**PASSAGE FOR REVIEW:**
.....

THE RECORD OF CHANGE
Changelog
Every system accumulates scars. Most hide them behind sanitized release notes and marketing-approved version bumps. This is not that. This is every breaking change that demanded migration, every feature that survived contact with production, every fix born from 3AM incident reviews. The geological record of a living system.
Constitutional Consensus Protocol
Multi-agent decision-making now requires constitutional quorum. No single agent can override collective governance. The most significant architectural change since inception — sovereignty through shared law.
Chaos Engineering Framework
Controlled fault injection for testing graceful degradation. Kill agents mid-task, partition networks, corrupt state — the system must survive. Failures are inevitable; design for survival, not prevention.
Build Pipeline Restructure
CI/CD pipeline migrated to parallel job execution with constitutional compliance gates. Deployments should be boring — this makes them boring.

.....

**Natural-language object grounding data:**
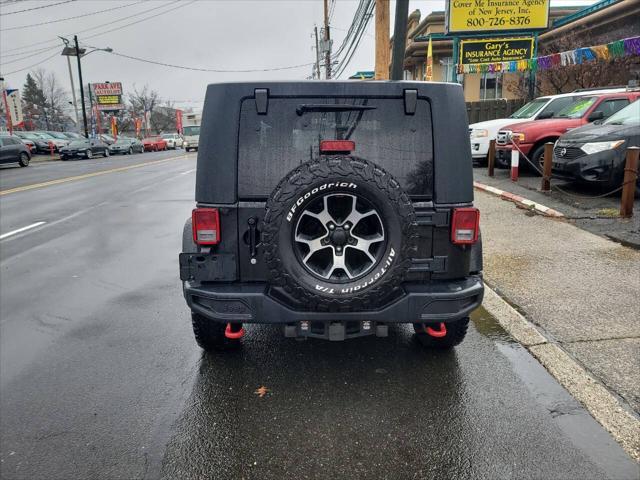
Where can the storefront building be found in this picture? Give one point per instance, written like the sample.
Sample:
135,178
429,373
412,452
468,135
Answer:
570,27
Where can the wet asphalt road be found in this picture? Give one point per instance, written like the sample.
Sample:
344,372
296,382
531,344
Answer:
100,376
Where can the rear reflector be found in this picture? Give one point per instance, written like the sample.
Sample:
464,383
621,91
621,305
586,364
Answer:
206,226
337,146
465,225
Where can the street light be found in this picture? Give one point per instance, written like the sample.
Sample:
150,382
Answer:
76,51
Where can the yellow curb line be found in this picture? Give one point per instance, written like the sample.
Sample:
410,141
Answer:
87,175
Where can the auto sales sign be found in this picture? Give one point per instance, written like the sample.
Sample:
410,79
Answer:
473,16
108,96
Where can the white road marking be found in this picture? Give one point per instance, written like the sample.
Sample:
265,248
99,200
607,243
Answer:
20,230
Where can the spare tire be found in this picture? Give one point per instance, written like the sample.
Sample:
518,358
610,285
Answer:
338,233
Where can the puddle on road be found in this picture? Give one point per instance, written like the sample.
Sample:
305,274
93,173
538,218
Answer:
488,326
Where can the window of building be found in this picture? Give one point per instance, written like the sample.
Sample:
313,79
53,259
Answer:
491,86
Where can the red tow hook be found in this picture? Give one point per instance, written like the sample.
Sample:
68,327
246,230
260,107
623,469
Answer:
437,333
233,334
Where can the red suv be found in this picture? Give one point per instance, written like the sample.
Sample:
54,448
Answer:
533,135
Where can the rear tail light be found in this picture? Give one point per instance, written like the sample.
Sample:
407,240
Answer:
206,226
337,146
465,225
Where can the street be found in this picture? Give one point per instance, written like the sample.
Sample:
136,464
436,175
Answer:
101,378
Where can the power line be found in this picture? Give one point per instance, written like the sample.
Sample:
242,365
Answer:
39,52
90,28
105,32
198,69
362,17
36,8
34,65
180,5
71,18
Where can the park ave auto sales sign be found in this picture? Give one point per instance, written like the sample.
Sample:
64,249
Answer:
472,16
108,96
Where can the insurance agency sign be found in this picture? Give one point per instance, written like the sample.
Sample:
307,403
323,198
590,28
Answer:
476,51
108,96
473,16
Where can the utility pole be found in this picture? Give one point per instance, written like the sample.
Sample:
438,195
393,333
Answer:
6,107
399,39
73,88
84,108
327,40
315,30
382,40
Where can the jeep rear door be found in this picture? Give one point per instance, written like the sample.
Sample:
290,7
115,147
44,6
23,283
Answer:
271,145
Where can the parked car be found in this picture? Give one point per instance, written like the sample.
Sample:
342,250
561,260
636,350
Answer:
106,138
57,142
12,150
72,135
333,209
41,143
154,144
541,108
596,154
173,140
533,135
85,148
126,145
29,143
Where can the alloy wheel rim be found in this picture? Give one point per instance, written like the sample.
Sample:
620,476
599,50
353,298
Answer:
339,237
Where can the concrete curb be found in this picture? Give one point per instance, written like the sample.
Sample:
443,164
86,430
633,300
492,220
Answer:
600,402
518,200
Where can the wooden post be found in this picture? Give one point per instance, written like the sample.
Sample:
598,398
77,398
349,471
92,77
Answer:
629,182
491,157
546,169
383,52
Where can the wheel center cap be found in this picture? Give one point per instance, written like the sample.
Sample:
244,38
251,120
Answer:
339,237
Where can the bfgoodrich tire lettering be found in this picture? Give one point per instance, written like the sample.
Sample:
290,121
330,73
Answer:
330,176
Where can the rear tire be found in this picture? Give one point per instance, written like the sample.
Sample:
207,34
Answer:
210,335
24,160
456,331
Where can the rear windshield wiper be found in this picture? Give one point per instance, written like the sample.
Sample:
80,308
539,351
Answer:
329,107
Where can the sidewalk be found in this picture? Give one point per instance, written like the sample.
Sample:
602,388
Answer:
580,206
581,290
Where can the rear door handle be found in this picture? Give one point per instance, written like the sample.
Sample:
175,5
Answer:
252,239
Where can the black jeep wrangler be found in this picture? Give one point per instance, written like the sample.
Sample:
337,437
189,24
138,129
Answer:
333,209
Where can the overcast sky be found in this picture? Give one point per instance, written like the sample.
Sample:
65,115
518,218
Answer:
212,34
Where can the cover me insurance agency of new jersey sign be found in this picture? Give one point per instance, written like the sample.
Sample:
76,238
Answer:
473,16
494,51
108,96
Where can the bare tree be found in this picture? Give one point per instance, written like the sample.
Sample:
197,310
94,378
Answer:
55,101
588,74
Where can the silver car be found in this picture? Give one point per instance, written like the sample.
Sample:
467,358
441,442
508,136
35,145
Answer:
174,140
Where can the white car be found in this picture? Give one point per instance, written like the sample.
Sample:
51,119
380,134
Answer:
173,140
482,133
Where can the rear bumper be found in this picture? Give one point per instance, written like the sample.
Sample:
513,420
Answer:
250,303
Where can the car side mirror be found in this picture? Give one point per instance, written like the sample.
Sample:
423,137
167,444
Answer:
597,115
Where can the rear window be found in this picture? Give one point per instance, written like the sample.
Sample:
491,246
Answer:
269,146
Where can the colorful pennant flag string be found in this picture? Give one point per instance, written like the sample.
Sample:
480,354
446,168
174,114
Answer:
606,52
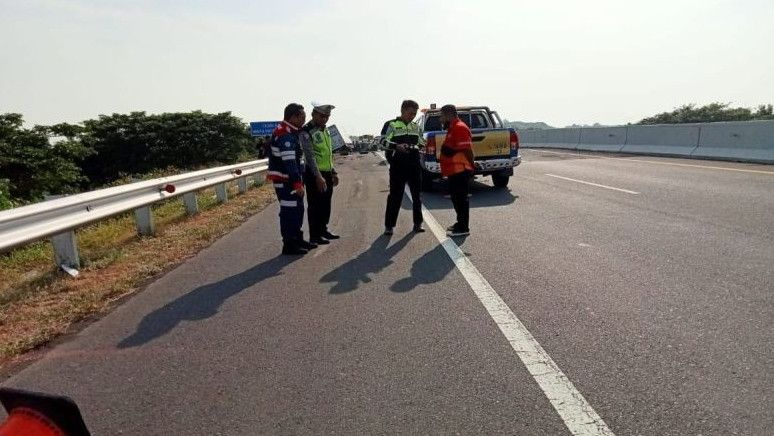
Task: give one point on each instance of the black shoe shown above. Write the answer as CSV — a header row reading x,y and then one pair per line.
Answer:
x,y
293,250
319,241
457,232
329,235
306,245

.....

**ACTION ITEM A:**
According to the changelog, what does multi-agent decision-making now require?
**ACTION ITEM B:**
Summarize the changelog in two sentences.
**ACTION ITEM C:**
Resume the changelog after its last entry, adding further entries in the same style.
The records were drawn from a different source than the changelog.

**ANSWER SECTION A:**
Constitutional quorum.

**ANSWER SECTION B:**
The changelog presents itself as an unsanitized record of every breaking change, production-tested feature, and incident-driven fix in a living system. Its entries cover a Constitutional Consensus Protocol that prevents any single agent from overriding collective governance, a Chaos Engineering Framework for controlled fault injection, and a build pipeline moved to parallel job execution with constitutional compliance gates.

**ANSWER SECTION C:**
Plugin System — Extend Without Modifying Core
Hook-based plugin architecture lands. Capabilities are declared, not hard-coded. The system grows through extension points, not patches. Extensibility without compromise.
Model Router Latency Regression
The model routing layer was adding 200ms overhead per request — an unacceptable tax. Refactored to async provider resolution with connection pooling. Only the LLM should be slow.
Observability Layer — If It Isn't Observable, It Doesn't Exist
Structured logging, distributed tracing, and metric emission across all agent operations. Every significant event logged, every metric queryable. Blindness is more expensive than storage.
Secret Management Overhaul
Zero-trust secret handling replaces the previous environment-variable approach. All secret access is now logged, sandboxed, and requires declared permissions. Security is structural, not cultural — this change enforces that.
Fractal Delegation — Self-Similarity at Every Scale
Agents can now decompose complex tasks and delegate to child agents who inherit all constitutional constraints — plus any additional ones the parent imposes. Constraints flow downward, never upward. The same governance pattern works at depth 1 and depth 100. This is not a feature; it is the architecture's thesis statement.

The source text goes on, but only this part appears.